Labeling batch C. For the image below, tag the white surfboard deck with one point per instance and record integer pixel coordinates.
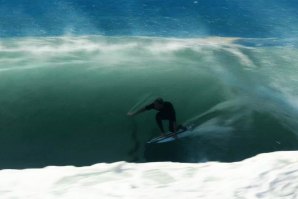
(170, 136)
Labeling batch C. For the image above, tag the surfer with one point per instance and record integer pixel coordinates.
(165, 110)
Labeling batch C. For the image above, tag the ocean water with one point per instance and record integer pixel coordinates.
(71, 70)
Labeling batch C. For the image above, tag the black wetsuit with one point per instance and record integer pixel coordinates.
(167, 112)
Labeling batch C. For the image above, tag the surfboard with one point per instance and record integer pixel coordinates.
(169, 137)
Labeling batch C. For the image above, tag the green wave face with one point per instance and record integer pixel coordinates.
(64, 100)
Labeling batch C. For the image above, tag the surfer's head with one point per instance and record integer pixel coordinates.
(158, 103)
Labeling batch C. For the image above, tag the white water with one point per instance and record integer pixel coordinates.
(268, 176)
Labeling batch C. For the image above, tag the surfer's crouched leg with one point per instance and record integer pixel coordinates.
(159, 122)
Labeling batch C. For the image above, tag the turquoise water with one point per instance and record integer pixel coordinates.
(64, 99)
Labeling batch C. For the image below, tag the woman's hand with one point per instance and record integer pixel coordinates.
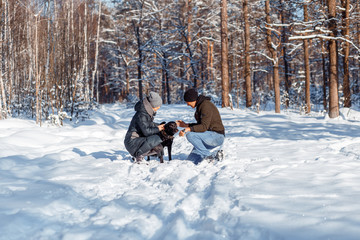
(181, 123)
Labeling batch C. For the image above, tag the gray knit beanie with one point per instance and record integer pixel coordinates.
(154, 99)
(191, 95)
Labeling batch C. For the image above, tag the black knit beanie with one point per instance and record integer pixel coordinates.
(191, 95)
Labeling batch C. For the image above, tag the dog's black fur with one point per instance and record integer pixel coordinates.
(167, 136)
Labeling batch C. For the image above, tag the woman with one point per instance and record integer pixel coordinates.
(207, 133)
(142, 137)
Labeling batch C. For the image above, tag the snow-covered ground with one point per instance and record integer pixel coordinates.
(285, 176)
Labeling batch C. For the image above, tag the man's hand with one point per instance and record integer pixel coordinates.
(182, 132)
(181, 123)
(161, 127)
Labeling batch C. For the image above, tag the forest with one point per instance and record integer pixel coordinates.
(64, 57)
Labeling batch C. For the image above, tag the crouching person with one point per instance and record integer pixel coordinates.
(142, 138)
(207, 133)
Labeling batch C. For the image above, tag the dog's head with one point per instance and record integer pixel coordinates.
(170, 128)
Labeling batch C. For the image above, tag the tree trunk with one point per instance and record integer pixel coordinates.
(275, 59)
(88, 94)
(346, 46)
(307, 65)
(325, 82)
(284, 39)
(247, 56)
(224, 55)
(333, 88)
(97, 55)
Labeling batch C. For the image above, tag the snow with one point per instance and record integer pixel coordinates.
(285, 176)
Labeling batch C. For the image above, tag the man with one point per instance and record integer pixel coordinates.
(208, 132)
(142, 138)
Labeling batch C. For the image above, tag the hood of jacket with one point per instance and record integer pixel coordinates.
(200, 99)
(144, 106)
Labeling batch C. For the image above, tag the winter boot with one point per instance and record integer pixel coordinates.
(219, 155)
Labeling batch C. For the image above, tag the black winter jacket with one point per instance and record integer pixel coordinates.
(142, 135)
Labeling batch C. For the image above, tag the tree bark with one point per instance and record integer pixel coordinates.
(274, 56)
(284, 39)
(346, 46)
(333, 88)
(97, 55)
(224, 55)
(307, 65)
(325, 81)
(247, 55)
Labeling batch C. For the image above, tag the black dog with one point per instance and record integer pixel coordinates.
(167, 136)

************

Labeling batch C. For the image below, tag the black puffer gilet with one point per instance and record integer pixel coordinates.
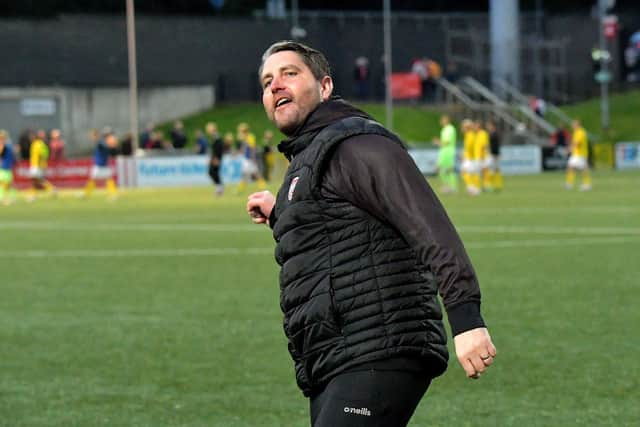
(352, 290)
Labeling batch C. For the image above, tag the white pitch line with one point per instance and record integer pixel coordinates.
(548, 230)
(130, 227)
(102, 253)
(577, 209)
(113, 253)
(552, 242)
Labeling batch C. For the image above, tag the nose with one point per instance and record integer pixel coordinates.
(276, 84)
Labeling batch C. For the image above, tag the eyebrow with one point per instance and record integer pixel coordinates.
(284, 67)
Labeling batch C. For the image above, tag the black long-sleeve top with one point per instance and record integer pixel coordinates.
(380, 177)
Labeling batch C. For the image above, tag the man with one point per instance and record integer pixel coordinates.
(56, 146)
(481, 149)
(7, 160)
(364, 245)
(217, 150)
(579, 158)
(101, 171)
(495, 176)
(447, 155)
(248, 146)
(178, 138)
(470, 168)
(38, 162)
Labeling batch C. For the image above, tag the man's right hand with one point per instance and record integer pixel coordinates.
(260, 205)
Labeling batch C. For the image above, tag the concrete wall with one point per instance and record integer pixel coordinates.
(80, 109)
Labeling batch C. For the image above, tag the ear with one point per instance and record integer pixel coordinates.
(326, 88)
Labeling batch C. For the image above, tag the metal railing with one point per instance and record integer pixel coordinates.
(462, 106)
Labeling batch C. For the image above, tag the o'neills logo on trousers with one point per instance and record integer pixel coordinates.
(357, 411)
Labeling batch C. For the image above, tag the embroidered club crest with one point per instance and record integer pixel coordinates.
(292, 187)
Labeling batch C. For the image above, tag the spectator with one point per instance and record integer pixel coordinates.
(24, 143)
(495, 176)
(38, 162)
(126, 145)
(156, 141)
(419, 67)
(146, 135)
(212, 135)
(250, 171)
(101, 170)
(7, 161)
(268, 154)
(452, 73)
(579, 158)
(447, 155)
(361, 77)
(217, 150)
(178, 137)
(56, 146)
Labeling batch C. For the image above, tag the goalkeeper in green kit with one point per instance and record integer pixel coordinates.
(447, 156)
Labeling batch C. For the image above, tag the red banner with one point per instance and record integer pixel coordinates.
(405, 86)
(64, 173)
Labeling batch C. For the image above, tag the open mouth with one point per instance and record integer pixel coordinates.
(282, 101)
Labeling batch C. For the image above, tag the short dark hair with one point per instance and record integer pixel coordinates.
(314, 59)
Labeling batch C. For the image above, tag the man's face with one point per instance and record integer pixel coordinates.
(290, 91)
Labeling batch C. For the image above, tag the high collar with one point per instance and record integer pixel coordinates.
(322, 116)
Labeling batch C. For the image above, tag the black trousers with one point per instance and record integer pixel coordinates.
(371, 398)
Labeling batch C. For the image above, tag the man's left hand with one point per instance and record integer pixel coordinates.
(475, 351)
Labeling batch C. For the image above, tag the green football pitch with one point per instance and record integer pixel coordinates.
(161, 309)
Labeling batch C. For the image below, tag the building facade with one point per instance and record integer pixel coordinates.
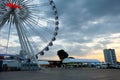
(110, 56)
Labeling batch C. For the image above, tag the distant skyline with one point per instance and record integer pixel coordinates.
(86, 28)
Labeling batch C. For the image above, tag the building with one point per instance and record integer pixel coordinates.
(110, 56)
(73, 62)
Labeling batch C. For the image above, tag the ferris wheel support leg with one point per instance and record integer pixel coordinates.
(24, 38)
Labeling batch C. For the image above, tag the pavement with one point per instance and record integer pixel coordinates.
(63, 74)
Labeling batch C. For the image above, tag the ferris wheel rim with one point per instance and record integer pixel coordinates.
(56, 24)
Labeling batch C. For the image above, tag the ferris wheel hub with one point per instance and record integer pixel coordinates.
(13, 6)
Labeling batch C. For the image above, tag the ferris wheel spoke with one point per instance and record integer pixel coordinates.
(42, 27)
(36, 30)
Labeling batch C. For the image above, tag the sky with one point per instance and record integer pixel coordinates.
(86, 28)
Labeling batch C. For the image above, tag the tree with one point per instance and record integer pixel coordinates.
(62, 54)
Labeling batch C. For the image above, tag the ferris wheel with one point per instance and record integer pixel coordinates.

************

• _DIRECTIONS_:
From the entries above, extract every line that contains the string "head". The match is case-sensitive.

• _OUTPUT_:
Labeling batch C. For the image above, tag the surfer's head with one point per instance and record integer pixel coordinates.
Labeling batch C. For the image above, tag the dog's head with one point per instance and record integer pixel coordinates.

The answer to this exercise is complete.